» PROBLEM TO SOLVE
Where a line in the records holds "bridge", count it once; return only the final number.
===== RECORDS SHOWN
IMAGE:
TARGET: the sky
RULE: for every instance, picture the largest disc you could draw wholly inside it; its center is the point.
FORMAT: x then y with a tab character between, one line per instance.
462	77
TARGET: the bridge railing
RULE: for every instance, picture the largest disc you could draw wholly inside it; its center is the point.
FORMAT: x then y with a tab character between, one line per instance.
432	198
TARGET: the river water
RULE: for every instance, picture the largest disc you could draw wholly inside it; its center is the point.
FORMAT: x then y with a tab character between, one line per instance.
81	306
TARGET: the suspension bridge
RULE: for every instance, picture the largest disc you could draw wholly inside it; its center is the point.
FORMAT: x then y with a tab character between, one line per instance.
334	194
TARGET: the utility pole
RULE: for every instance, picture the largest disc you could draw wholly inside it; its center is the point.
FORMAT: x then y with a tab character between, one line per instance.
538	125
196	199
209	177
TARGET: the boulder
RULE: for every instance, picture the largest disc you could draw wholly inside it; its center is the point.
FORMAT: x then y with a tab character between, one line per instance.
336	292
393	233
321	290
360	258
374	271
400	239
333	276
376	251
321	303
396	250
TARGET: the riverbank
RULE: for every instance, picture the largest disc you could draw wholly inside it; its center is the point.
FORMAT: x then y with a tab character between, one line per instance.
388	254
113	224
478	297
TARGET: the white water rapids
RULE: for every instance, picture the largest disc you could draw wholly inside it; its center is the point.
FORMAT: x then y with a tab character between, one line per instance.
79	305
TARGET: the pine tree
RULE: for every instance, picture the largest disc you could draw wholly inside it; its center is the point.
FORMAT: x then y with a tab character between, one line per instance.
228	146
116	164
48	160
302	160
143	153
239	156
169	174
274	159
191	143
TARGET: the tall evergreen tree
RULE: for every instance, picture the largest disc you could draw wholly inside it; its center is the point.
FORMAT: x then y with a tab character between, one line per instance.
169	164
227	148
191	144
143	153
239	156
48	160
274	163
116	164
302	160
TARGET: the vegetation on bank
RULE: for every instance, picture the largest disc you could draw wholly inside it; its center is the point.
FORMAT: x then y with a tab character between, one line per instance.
==========
» YOUR RESPONSE
2